= WORK TO BE COMPLETED =
Retype exactly the lines from the line with "Expected behaviour: for every instance of the clock" to the end of the data, keeping both boundary lines.

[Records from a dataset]
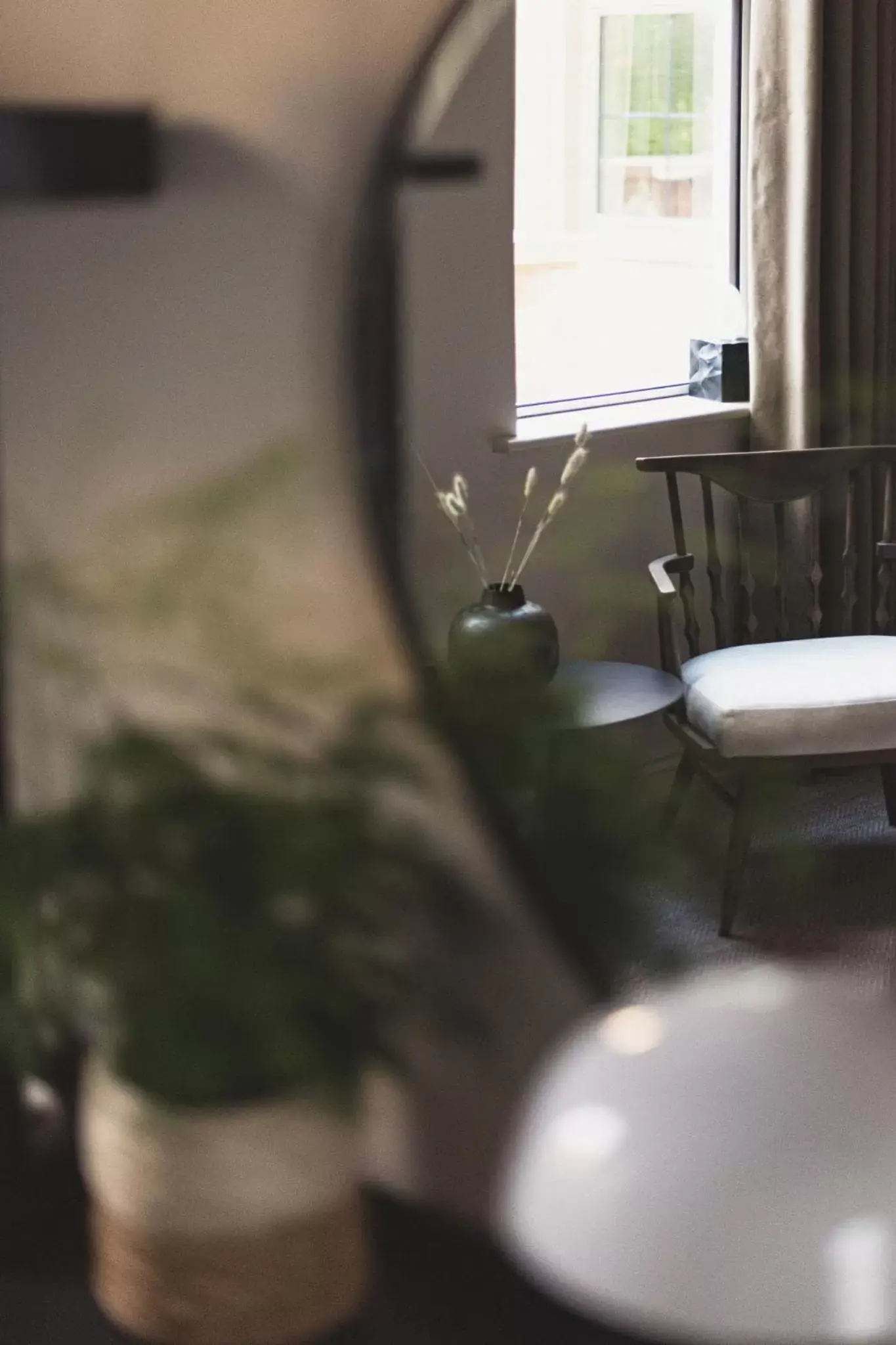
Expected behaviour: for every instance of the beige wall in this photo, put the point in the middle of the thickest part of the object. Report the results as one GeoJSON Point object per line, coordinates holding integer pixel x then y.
{"type": "Point", "coordinates": [155, 345]}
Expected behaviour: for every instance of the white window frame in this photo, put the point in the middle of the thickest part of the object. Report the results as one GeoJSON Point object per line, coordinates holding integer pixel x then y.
{"type": "Point", "coordinates": [554, 225]}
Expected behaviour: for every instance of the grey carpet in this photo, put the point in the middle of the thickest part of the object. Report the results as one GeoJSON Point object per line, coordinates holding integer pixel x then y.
{"type": "Point", "coordinates": [821, 881]}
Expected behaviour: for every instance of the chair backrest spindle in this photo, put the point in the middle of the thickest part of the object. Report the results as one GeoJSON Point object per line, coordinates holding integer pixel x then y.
{"type": "Point", "coordinates": [685, 583]}
{"type": "Point", "coordinates": [851, 556]}
{"type": "Point", "coordinates": [884, 573]}
{"type": "Point", "coordinates": [816, 572]}
{"type": "Point", "coordinates": [782, 615]}
{"type": "Point", "coordinates": [747, 621]}
{"type": "Point", "coordinates": [714, 565]}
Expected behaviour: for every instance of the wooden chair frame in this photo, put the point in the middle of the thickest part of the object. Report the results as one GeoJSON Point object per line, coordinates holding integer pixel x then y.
{"type": "Point", "coordinates": [777, 479]}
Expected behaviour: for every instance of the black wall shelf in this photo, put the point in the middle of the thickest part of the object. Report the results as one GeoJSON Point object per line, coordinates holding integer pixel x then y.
{"type": "Point", "coordinates": [72, 152]}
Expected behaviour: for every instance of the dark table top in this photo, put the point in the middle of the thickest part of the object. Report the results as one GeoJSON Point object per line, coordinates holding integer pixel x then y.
{"type": "Point", "coordinates": [616, 693]}
{"type": "Point", "coordinates": [437, 1283]}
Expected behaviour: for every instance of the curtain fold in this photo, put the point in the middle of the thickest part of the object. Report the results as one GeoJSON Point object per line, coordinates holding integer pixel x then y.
{"type": "Point", "coordinates": [821, 238]}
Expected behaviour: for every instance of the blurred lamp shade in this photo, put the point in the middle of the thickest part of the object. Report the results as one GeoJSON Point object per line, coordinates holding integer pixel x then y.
{"type": "Point", "coordinates": [717, 1164]}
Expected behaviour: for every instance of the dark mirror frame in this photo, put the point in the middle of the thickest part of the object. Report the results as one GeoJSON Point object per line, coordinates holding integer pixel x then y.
{"type": "Point", "coordinates": [377, 337]}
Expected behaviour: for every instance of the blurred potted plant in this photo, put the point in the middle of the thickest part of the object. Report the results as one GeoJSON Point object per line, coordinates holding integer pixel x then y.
{"type": "Point", "coordinates": [238, 933]}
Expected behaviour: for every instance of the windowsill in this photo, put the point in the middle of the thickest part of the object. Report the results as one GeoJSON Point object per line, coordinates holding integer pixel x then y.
{"type": "Point", "coordinates": [547, 431]}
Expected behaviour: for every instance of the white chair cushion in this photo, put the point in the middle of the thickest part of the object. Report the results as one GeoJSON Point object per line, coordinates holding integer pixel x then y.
{"type": "Point", "coordinates": [796, 698]}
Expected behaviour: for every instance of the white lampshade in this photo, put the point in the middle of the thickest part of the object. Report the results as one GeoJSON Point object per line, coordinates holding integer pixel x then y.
{"type": "Point", "coordinates": [717, 1164]}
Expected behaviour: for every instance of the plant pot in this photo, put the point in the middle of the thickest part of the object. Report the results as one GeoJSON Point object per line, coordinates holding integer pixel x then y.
{"type": "Point", "coordinates": [503, 636]}
{"type": "Point", "coordinates": [234, 1227]}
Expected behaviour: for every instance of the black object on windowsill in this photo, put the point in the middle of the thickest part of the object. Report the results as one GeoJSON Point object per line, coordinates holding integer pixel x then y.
{"type": "Point", "coordinates": [720, 370]}
{"type": "Point", "coordinates": [60, 152]}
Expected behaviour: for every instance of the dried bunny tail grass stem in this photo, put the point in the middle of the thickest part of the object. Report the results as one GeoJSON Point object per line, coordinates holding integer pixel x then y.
{"type": "Point", "coordinates": [449, 506]}
{"type": "Point", "coordinates": [558, 500]}
{"type": "Point", "coordinates": [458, 500]}
{"type": "Point", "coordinates": [578, 458]}
{"type": "Point", "coordinates": [531, 482]}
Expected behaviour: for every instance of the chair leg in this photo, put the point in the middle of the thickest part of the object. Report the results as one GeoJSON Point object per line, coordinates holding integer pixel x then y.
{"type": "Point", "coordinates": [888, 780]}
{"type": "Point", "coordinates": [684, 775]}
{"type": "Point", "coordinates": [738, 848]}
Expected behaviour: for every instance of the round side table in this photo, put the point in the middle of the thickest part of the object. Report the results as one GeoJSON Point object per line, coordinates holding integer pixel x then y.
{"type": "Point", "coordinates": [616, 693]}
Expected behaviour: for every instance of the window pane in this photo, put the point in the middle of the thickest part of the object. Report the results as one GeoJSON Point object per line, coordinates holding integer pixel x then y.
{"type": "Point", "coordinates": [624, 238]}
{"type": "Point", "coordinates": [667, 65]}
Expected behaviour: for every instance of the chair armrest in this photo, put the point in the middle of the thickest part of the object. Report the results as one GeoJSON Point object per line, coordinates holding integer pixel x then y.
{"type": "Point", "coordinates": [661, 575]}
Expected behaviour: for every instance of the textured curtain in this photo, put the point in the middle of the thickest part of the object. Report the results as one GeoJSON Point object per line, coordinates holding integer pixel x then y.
{"type": "Point", "coordinates": [822, 233]}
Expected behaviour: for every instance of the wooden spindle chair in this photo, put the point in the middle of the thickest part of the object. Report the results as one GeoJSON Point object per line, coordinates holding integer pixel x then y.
{"type": "Point", "coordinates": [752, 708]}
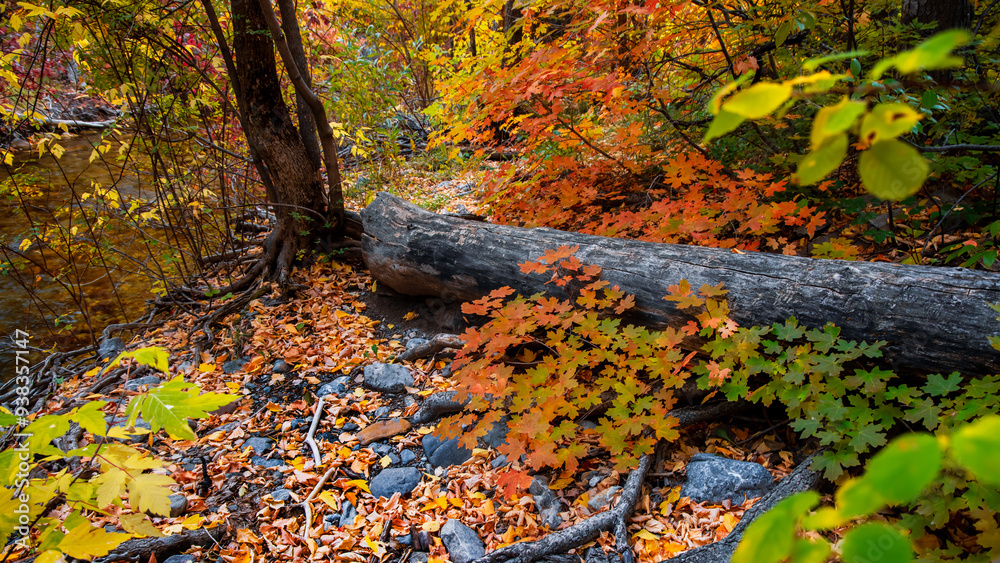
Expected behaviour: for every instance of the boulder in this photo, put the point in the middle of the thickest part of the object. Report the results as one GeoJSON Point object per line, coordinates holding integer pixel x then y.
{"type": "Point", "coordinates": [711, 478]}
{"type": "Point", "coordinates": [388, 378]}
{"type": "Point", "coordinates": [462, 543]}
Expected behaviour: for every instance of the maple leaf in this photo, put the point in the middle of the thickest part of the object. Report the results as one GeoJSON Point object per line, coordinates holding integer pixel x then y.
{"type": "Point", "coordinates": [512, 482]}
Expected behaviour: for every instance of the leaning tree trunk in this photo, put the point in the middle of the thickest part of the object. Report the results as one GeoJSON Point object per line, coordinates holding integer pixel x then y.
{"type": "Point", "coordinates": [298, 189]}
{"type": "Point", "coordinates": [934, 319]}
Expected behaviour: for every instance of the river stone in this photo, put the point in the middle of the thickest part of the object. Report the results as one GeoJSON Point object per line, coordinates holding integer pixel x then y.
{"type": "Point", "coordinates": [547, 502]}
{"type": "Point", "coordinates": [233, 366]}
{"type": "Point", "coordinates": [110, 348]}
{"type": "Point", "coordinates": [136, 384]}
{"type": "Point", "coordinates": [388, 378]}
{"type": "Point", "coordinates": [395, 480]}
{"type": "Point", "coordinates": [383, 429]}
{"type": "Point", "coordinates": [178, 505]}
{"type": "Point", "coordinates": [335, 387]}
{"type": "Point", "coordinates": [462, 543]}
{"type": "Point", "coordinates": [712, 478]}
{"type": "Point", "coordinates": [260, 446]}
{"type": "Point", "coordinates": [436, 406]}
{"type": "Point", "coordinates": [444, 453]}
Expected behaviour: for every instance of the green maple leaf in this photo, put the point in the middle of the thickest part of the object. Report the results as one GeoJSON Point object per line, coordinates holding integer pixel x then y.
{"type": "Point", "coordinates": [939, 386]}
{"type": "Point", "coordinates": [869, 436]}
{"type": "Point", "coordinates": [170, 405]}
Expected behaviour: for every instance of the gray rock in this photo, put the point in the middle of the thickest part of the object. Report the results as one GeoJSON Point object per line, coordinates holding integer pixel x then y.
{"type": "Point", "coordinates": [602, 499]}
{"type": "Point", "coordinates": [444, 453]}
{"type": "Point", "coordinates": [266, 463]}
{"type": "Point", "coordinates": [712, 478]}
{"type": "Point", "coordinates": [110, 348]}
{"type": "Point", "coordinates": [395, 480]}
{"type": "Point", "coordinates": [233, 366]}
{"type": "Point", "coordinates": [388, 378]}
{"type": "Point", "coordinates": [462, 543]}
{"type": "Point", "coordinates": [138, 383]}
{"type": "Point", "coordinates": [547, 502]}
{"type": "Point", "coordinates": [347, 514]}
{"type": "Point", "coordinates": [436, 406]}
{"type": "Point", "coordinates": [260, 446]}
{"type": "Point", "coordinates": [414, 342]}
{"type": "Point", "coordinates": [335, 387]}
{"type": "Point", "coordinates": [178, 505]}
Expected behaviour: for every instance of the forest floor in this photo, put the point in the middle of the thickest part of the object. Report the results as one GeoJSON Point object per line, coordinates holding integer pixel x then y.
{"type": "Point", "coordinates": [279, 354]}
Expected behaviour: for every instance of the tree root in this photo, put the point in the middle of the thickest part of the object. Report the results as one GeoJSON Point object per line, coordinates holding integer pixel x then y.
{"type": "Point", "coordinates": [440, 342]}
{"type": "Point", "coordinates": [614, 520]}
{"type": "Point", "coordinates": [800, 479]}
{"type": "Point", "coordinates": [161, 548]}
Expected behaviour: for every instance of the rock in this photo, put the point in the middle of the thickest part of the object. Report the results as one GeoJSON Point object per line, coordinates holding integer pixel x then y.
{"type": "Point", "coordinates": [110, 348]}
{"type": "Point", "coordinates": [138, 383]}
{"type": "Point", "coordinates": [462, 543]}
{"type": "Point", "coordinates": [496, 436]}
{"type": "Point", "coordinates": [436, 406]}
{"type": "Point", "coordinates": [602, 499]}
{"type": "Point", "coordinates": [444, 453]}
{"type": "Point", "coordinates": [335, 387]}
{"type": "Point", "coordinates": [259, 445]}
{"type": "Point", "coordinates": [383, 429]}
{"type": "Point", "coordinates": [395, 480]}
{"type": "Point", "coordinates": [266, 463]}
{"type": "Point", "coordinates": [347, 514]}
{"type": "Point", "coordinates": [388, 378]}
{"type": "Point", "coordinates": [178, 505]}
{"type": "Point", "coordinates": [712, 478]}
{"type": "Point", "coordinates": [547, 502]}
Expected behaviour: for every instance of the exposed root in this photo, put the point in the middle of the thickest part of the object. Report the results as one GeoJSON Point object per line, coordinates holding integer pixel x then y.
{"type": "Point", "coordinates": [161, 548]}
{"type": "Point", "coordinates": [614, 520]}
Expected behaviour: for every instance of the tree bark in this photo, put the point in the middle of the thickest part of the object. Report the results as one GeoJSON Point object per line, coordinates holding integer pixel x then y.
{"type": "Point", "coordinates": [947, 14]}
{"type": "Point", "coordinates": [298, 189]}
{"type": "Point", "coordinates": [934, 319]}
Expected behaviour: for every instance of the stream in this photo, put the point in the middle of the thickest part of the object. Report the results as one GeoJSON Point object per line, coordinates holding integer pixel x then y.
{"type": "Point", "coordinates": [61, 302]}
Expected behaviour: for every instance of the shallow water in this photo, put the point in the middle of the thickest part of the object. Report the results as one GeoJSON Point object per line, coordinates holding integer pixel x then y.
{"type": "Point", "coordinates": [48, 310]}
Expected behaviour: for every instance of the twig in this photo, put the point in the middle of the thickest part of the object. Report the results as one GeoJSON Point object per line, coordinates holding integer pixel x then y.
{"type": "Point", "coordinates": [312, 430]}
{"type": "Point", "coordinates": [312, 495]}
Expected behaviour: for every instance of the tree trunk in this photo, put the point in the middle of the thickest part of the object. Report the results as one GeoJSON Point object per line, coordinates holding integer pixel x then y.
{"type": "Point", "coordinates": [948, 14]}
{"type": "Point", "coordinates": [298, 188]}
{"type": "Point", "coordinates": [934, 319]}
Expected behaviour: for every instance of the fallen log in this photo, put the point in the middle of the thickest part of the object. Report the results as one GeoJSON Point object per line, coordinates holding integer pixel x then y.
{"type": "Point", "coordinates": [934, 319]}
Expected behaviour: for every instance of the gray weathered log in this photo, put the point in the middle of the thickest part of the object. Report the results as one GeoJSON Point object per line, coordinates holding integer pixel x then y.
{"type": "Point", "coordinates": [934, 319]}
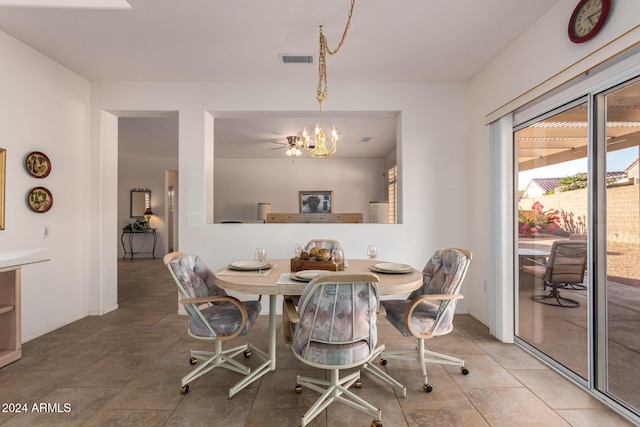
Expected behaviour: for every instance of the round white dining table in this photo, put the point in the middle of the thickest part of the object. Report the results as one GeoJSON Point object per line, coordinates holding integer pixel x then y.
{"type": "Point", "coordinates": [276, 281]}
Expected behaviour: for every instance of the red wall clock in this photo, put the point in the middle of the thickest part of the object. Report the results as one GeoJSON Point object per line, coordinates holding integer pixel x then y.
{"type": "Point", "coordinates": [587, 19]}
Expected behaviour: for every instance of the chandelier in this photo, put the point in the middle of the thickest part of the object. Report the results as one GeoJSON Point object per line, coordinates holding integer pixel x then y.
{"type": "Point", "coordinates": [319, 147]}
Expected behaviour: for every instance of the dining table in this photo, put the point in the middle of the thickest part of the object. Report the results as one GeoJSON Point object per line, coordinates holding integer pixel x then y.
{"type": "Point", "coordinates": [277, 280]}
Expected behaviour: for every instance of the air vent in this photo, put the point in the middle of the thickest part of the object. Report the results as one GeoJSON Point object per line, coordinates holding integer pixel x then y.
{"type": "Point", "coordinates": [296, 59]}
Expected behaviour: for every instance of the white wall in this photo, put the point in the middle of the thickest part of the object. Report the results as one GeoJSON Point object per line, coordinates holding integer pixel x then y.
{"type": "Point", "coordinates": [239, 184]}
{"type": "Point", "coordinates": [537, 56]}
{"type": "Point", "coordinates": [432, 162]}
{"type": "Point", "coordinates": [45, 107]}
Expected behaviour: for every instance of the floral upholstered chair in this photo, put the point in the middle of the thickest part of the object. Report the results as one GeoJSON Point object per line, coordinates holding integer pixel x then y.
{"type": "Point", "coordinates": [322, 244]}
{"type": "Point", "coordinates": [335, 328]}
{"type": "Point", "coordinates": [213, 316]}
{"type": "Point", "coordinates": [429, 310]}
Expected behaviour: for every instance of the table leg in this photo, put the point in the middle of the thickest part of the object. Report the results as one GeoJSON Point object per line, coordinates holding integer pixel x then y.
{"type": "Point", "coordinates": [269, 359]}
{"type": "Point", "coordinates": [131, 244]}
{"type": "Point", "coordinates": [124, 250]}
{"type": "Point", "coordinates": [272, 330]}
{"type": "Point", "coordinates": [155, 239]}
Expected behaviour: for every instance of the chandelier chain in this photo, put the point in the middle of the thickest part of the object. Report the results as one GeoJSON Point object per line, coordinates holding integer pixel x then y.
{"type": "Point", "coordinates": [322, 60]}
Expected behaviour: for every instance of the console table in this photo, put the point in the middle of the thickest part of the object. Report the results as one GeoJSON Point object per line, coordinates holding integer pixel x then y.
{"type": "Point", "coordinates": [132, 233]}
{"type": "Point", "coordinates": [10, 312]}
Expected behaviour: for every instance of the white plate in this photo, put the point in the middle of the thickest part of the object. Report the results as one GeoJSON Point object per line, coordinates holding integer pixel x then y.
{"type": "Point", "coordinates": [249, 265]}
{"type": "Point", "coordinates": [307, 275]}
{"type": "Point", "coordinates": [391, 267]}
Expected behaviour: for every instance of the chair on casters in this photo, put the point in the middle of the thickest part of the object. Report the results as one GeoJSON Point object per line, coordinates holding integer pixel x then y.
{"type": "Point", "coordinates": [213, 316]}
{"type": "Point", "coordinates": [428, 311]}
{"type": "Point", "coordinates": [565, 267]}
{"type": "Point", "coordinates": [335, 328]}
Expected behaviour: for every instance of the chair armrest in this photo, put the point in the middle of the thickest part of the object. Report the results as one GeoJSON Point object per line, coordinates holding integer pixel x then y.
{"type": "Point", "coordinates": [536, 262]}
{"type": "Point", "coordinates": [225, 298]}
{"type": "Point", "coordinates": [419, 300]}
{"type": "Point", "coordinates": [289, 310]}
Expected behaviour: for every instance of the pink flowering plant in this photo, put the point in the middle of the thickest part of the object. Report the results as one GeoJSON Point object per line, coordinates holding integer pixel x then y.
{"type": "Point", "coordinates": [537, 220]}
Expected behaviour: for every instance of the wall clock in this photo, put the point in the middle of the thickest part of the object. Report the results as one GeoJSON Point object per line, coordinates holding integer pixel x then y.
{"type": "Point", "coordinates": [587, 19]}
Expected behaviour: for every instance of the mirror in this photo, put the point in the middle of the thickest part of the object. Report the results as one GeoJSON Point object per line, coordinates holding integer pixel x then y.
{"type": "Point", "coordinates": [140, 201]}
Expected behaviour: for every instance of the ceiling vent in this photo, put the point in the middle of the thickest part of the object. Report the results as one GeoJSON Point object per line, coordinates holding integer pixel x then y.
{"type": "Point", "coordinates": [296, 59]}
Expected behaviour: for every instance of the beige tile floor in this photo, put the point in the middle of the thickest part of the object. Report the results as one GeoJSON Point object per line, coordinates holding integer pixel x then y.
{"type": "Point", "coordinates": [124, 369]}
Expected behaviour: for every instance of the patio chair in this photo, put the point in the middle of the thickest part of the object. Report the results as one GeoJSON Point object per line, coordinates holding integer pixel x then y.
{"type": "Point", "coordinates": [565, 267]}
{"type": "Point", "coordinates": [428, 311]}
{"type": "Point", "coordinates": [334, 329]}
{"type": "Point", "coordinates": [215, 317]}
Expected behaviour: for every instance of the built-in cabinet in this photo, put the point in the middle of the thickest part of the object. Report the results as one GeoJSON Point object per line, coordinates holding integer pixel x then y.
{"type": "Point", "coordinates": [10, 310]}
{"type": "Point", "coordinates": [10, 338]}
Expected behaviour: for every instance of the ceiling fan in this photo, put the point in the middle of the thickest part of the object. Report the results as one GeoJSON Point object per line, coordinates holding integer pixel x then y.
{"type": "Point", "coordinates": [292, 145]}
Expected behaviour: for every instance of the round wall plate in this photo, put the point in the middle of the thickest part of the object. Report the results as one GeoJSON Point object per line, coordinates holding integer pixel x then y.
{"type": "Point", "coordinates": [37, 164]}
{"type": "Point", "coordinates": [40, 199]}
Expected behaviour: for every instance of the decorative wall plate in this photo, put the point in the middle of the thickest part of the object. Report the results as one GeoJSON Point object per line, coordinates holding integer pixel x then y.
{"type": "Point", "coordinates": [40, 199]}
{"type": "Point", "coordinates": [37, 164]}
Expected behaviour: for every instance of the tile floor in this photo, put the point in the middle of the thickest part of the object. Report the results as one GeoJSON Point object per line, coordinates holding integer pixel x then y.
{"type": "Point", "coordinates": [124, 369]}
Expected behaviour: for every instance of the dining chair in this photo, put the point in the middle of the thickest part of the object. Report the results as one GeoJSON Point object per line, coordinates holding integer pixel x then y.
{"type": "Point", "coordinates": [565, 268]}
{"type": "Point", "coordinates": [429, 310]}
{"type": "Point", "coordinates": [215, 317]}
{"type": "Point", "coordinates": [329, 244]}
{"type": "Point", "coordinates": [334, 327]}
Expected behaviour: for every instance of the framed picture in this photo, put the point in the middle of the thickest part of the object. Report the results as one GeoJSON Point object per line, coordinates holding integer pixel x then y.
{"type": "Point", "coordinates": [3, 154]}
{"type": "Point", "coordinates": [40, 199]}
{"type": "Point", "coordinates": [316, 201]}
{"type": "Point", "coordinates": [37, 164]}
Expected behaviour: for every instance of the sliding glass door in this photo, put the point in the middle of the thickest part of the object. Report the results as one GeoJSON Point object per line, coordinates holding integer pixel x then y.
{"type": "Point", "coordinates": [621, 295]}
{"type": "Point", "coordinates": [553, 187]}
{"type": "Point", "coordinates": [577, 262]}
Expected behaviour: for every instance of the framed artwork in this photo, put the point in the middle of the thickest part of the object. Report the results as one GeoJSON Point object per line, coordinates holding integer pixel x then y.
{"type": "Point", "coordinates": [3, 154]}
{"type": "Point", "coordinates": [316, 201]}
{"type": "Point", "coordinates": [40, 200]}
{"type": "Point", "coordinates": [37, 164]}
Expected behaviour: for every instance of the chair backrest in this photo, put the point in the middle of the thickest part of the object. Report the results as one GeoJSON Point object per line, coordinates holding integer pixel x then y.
{"type": "Point", "coordinates": [567, 262]}
{"type": "Point", "coordinates": [444, 273]}
{"type": "Point", "coordinates": [322, 243]}
{"type": "Point", "coordinates": [192, 276]}
{"type": "Point", "coordinates": [338, 313]}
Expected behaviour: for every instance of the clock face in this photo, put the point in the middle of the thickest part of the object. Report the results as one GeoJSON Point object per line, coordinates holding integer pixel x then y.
{"type": "Point", "coordinates": [587, 19]}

= SOLUTION TO THIS TASK =
Expected behaviour: for every instance of the clock face in this photo, put the point in the middle of the thickest part of the object. Report the results as one GeoJSON Point object per line, coordinates holding integer pixel x then y.
{"type": "Point", "coordinates": [587, 19]}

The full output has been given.